* JOB
Return the lines beginning at the one that contains "Tag each instance of the horizontal" and continuing to the end of the entries, including both ends, exactly as written and nothing else.

* RAW RECORDS
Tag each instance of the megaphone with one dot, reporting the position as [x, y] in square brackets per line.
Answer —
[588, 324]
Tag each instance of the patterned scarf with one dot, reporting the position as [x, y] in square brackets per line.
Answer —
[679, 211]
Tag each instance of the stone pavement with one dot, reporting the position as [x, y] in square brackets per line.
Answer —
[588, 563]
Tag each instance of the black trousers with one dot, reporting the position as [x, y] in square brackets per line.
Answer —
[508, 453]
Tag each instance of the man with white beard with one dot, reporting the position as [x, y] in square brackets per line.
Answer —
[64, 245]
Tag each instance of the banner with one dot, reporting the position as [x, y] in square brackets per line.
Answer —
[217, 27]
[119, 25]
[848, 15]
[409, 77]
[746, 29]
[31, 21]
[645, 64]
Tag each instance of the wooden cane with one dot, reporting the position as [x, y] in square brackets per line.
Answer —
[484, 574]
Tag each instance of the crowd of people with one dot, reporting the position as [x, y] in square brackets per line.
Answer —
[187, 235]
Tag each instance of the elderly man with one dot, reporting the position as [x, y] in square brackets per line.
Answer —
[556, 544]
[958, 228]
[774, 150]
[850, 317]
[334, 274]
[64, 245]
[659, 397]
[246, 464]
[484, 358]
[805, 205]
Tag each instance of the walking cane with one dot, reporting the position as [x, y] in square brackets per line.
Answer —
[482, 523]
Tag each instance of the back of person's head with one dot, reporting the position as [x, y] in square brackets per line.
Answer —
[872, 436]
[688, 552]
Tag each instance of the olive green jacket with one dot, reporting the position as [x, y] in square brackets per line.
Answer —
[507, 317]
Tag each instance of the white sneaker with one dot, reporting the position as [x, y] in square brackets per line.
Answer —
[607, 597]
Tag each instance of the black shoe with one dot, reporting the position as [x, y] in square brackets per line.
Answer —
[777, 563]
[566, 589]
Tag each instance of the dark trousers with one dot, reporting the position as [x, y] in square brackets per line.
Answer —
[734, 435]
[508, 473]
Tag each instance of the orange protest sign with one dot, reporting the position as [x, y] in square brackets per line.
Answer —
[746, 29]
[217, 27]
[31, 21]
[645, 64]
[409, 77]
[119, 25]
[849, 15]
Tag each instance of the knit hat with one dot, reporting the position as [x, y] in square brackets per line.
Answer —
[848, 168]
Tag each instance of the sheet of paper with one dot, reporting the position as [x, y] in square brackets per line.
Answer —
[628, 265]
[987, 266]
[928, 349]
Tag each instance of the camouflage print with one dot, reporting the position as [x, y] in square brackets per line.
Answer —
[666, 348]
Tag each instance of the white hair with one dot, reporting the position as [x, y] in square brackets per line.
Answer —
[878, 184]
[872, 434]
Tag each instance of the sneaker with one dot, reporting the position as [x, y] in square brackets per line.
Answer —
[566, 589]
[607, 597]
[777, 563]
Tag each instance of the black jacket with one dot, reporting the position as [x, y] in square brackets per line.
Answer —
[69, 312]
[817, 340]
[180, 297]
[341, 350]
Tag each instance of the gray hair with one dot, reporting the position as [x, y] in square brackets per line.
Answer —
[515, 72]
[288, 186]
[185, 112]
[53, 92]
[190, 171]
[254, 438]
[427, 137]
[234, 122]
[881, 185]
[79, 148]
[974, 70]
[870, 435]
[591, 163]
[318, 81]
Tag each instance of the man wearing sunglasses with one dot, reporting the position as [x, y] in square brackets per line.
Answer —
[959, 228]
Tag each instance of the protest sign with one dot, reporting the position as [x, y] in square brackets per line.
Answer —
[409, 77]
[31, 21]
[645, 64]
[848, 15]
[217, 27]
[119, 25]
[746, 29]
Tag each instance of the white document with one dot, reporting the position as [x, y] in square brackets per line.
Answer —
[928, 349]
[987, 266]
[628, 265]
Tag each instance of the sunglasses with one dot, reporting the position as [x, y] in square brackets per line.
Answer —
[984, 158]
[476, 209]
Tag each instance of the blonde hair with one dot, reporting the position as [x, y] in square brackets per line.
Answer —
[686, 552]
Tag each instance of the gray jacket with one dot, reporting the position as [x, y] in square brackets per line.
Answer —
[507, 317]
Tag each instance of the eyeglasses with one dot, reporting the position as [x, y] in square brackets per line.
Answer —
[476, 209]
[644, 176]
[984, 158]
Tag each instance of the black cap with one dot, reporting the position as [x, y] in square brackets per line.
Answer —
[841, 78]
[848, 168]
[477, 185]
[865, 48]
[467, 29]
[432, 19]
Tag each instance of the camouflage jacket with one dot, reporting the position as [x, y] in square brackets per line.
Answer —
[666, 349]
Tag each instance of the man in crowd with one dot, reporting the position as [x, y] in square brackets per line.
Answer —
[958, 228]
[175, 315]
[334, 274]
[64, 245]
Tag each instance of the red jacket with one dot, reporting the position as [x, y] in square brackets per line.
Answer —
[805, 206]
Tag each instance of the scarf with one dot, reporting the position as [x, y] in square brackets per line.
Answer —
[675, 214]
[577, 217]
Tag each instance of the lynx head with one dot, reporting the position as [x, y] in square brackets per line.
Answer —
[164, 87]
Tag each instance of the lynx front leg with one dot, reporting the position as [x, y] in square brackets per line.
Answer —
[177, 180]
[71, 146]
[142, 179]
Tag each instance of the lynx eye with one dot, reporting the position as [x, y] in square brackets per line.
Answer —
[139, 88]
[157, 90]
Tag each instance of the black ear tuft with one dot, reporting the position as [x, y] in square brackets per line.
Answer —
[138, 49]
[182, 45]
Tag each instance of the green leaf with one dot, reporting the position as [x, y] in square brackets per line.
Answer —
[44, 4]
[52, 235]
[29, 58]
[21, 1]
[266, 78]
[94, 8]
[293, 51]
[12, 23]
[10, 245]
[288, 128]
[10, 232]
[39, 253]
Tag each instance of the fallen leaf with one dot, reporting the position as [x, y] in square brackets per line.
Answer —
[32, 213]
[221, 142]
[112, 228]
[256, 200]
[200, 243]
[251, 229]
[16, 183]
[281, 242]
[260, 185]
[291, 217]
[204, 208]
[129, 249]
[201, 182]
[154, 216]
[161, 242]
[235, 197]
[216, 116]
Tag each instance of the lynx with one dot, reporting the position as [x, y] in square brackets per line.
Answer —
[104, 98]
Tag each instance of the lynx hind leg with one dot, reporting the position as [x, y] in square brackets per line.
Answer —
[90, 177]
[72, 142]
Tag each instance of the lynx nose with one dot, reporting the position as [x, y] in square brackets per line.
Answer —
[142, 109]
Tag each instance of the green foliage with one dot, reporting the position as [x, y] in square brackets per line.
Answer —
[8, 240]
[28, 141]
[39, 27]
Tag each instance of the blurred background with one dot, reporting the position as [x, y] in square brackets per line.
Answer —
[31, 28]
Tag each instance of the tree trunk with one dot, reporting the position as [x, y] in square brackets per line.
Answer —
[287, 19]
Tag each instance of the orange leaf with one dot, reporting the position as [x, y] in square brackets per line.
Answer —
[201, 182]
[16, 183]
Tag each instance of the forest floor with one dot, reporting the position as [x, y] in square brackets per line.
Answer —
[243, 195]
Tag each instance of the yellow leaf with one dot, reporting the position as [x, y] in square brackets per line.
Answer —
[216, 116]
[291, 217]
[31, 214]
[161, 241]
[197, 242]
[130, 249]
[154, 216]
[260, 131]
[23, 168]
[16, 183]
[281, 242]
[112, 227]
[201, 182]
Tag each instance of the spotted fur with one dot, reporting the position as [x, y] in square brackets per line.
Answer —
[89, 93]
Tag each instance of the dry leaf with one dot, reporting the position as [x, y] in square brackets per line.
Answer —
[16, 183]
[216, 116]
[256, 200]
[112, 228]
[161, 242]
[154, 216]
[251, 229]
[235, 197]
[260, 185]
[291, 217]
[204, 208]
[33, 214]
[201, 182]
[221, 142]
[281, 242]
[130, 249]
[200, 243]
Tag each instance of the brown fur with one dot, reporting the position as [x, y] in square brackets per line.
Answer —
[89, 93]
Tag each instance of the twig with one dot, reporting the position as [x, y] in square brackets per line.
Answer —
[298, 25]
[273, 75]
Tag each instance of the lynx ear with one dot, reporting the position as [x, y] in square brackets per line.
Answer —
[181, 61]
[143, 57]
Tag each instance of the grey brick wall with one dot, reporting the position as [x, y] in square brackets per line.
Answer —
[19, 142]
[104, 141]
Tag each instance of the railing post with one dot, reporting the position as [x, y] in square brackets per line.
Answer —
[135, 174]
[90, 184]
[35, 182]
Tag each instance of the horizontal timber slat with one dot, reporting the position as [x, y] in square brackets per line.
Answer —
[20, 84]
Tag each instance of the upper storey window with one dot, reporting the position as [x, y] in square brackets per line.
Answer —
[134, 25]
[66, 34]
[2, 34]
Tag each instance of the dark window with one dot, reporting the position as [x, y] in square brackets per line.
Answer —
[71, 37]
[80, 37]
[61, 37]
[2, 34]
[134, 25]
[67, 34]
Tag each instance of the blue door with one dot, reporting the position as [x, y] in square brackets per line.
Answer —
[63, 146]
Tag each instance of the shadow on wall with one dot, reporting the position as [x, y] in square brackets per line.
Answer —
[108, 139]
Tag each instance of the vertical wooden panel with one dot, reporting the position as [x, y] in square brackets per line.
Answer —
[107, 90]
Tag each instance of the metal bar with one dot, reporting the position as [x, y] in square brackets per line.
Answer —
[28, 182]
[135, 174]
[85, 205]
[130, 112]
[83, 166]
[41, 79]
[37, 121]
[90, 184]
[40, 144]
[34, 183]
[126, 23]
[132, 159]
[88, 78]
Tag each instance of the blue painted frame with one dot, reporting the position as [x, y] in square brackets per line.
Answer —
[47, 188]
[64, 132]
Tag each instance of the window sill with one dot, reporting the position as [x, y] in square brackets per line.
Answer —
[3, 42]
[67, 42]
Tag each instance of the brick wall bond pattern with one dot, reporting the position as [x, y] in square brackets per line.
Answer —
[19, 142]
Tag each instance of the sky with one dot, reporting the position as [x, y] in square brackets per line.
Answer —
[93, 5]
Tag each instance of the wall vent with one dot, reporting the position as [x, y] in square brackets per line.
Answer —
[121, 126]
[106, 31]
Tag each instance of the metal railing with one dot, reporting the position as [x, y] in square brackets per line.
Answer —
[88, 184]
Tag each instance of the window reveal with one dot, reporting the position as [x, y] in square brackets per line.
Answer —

* EXERCISE RESPONSE
Tag each instance of the horizontal timber slat with one dot, reporting the position as [x, y] in square brackets per line.
Answer —
[20, 84]
Tag each instance of the upper storey window with one dot, reporting the position as [x, y] in square brackets per line.
Answer —
[134, 25]
[66, 34]
[2, 34]
Tag each instance of the dark window with one dot, reporting the position as [x, y] in square brackets per line.
Answer —
[71, 37]
[80, 37]
[61, 37]
[2, 34]
[134, 25]
[67, 34]
Tag each instance of the blue door with one dot, reporting the position as [x, y] in square brackets per line.
Answer —
[63, 146]
Tag each instance of the shadow on wall with one dot, reporting the position as [x, y] in square brackets per line.
Answer —
[108, 139]
Tag each instance of the vertical wooden panel with one dot, reporting the position as [x, y] in square brackets per line.
Answer —
[107, 90]
Tag each instance of the metal bar with one dot, reporting the position as [x, y] in square brackets per line.
Answer —
[28, 182]
[135, 174]
[85, 205]
[130, 112]
[83, 166]
[41, 79]
[37, 121]
[90, 184]
[40, 144]
[34, 183]
[126, 23]
[132, 159]
[88, 78]
Tag each instance of the blue painted frame with one dot, reporting the position as [x, y] in square brackets per line.
Answer —
[47, 188]
[64, 132]
Tag each instance of the window sill with one dot, reporting the position as [x, y] in square brackets per line.
Answer —
[3, 42]
[67, 42]
Tag each instance of the brick wall bond pattern with one dot, reporting the position as [x, y] in square brackets per line.
Answer —
[19, 142]
Tag each instance of the sky with one dot, reporting the position as [x, y] in square brackets per line.
Answer —
[93, 5]
Tag each instance of the wall vent with one dot, reporting the position as [x, y] in square brackets per line.
Answer —
[121, 126]
[106, 31]
Tag each instance of the metal railing with one dot, reporting the position as [x, y] in square brackets per line.
Answer —
[88, 184]
Tag each instance of the window reveal with one dot, reporting the position as [x, y] in square brackets per line.
Answer —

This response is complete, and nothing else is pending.